● **The tasks**
[a] In the court-order summary below, rewrite the paragraph beginning "Court recognizes materials contain technical tools" as a short bulleted list that keeps its main facts.
[b] Carry on the summary of the protective-order ruling below, picking up after its final point.

283 F.R.D. 617
E.D. Wash.2012Background
- Order concerns Defendants Hartford, Battelle, and Plan’s motion for protective order governing discovery; court previously compelled production of disability-benefits decisioning materials; dispute centers on whether materials remain confidential and may be used in other cases; Hartford asserts Manual and related materials are trade secrets/confidential proprietary information; plaintiffs seek broader use and retention of materials by counsel; court to determine scope and terms of protective order including designation and retention rules.
- Court previously granted in part and denied in part Takata’s motion to compel production of rules, guidelines, and criteria relevant to disability determinations; protective order discussion followed a telephonic status conference about sensitive materials; parties could not agree on stipulated protective order; court considers good cause to protect trade secrets and confidential information.
- Court recognizes materials contain technical tools and best practices giving Hartford a competitive advantage; disclosure could harm Hartford’s trade secrets; court has already found relevance of these materials to potential conflicts of interest and procedural irregularities; protective order should limit use to this case and restrict access and reproduction; court adopts protective order with modifications.
- Court notes the need for a definitional boundary for Confidential Information and requires explicit designation procedures; additional safeguards are added to the protective order.
- Final ruling: motion granted in part and denied in part; protective order adopted with specified modifications to Confidential Information designation; Plaintiff’s counsel barred from retaining materials for use in other cases unless compelled again with proper showing.

● **Dataset section**
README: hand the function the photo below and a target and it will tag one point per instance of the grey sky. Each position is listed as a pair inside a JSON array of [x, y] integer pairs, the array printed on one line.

● **Results**
[a]
- The materials contain technical tools and best practices that give Hartford a competitive advantage.
- Disclosing them could harm Hartford's trade secrets.
- The court has already found them relevant to potential conflicts of interest and procedural irregularities.
- The protective order should limit their use to this case and restrict access and reproduction.
- The court adopts the protective order with modifications.

[b]
Issues
| Issue | Plaintiff's Argument | Defendant's Argument | Held |
|---|---|---|---|
| Whether a protective order is warranted to shield confidential materials | Takata argues broader disclosure should be allowed for other cases | Hartford/Battelle contend confidential materials require protection | Good cause supports protection; materials designated confidential not public. |
| Whether plaintiff’s counsel may retain discovered materials for other cases | Counsel should be able to use material in future cases | Materials may be used only in this case | Counsel may not retain; must show necessity anew for use in other cases. |
| Whether the protective order should include a definition of Confidential Information | Existence of broad, vague designation | Need clarity and enforceable standards | Order requires addition defining Confidential Information and designation process. |
Key Cases Cited
- Foltz v. State Farm Mut. Auto. Ins. Co., 331 F.3d 1122 (9th Cir. 2003) (good cause balancing; confidentiality et al.)
- Seattle Times Co. v. Rhinehart, 467 U.S. 20 (1984) (public access presumption for discovery materials)
- Remington Arms Co., Inc. v. United States, 952 F.2d 1029 (8th Cir. 1991) (protective order; trade secrets; limited use)
- Carpenter v. United States, 484 U.S. 19 (1987) (confidential information as property; trade secret context)
- Uniroyal Chemical Co., Inc. v. Syngenta Crop Protection, 224 F.R.D. 53 (D. Conn. 2004) (restatement-like definition; trade secret context)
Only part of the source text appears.